Photo-based referring expression data
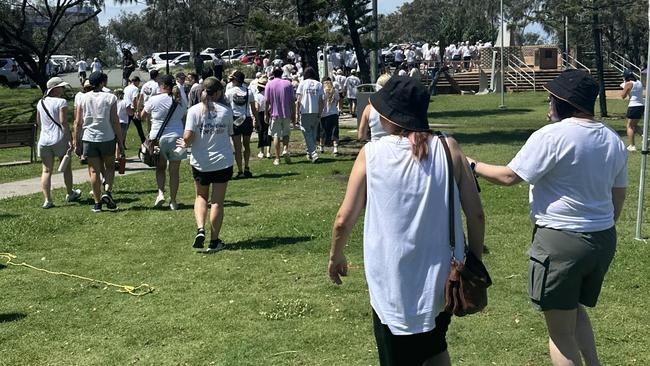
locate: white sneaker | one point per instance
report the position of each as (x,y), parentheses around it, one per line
(159,201)
(74,196)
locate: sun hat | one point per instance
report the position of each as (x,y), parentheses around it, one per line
(237,75)
(211,85)
(55,82)
(96,78)
(404,102)
(575,87)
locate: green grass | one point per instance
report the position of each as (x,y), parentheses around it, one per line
(267,299)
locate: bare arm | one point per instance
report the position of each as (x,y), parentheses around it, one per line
(618,197)
(626,89)
(346,218)
(362,135)
(470,200)
(497,174)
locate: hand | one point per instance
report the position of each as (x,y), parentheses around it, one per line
(180,142)
(337,267)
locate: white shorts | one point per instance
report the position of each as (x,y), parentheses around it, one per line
(280,127)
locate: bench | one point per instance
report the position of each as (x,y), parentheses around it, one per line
(19,135)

## EXERCISE GOAL
All the lines above are to be given again exactly as they read, with the pictures removed.

## TASK RESULT
locate: white sneaker | one point per instance
report the position of each as (x,y), parentheses around it, one per line
(159,201)
(74,196)
locate: sun hat | one point per instance
report the position of each as (x,y), parentheses around it, one per line
(237,75)
(211,85)
(55,82)
(96,78)
(404,102)
(575,87)
locate: green grass | one point per instance
report the position of each as (x,y), parentheses around it, one per line
(267,299)
locate: bare arm | one point per instance
report the position of each as (x,y), parentheses around it, one per line
(618,197)
(626,89)
(346,218)
(362,135)
(470,200)
(497,174)
locate: hand | one point per instance
report the position of each as (x,y), parentheses around it, one per line
(180,142)
(337,267)
locate: white shorts | one point per instance
report the position of each as (x,y), parentheses around it, one per line
(280,127)
locate: bench | one point per instance
report the position of each as (x,y), parentheses around it, one per line
(19,135)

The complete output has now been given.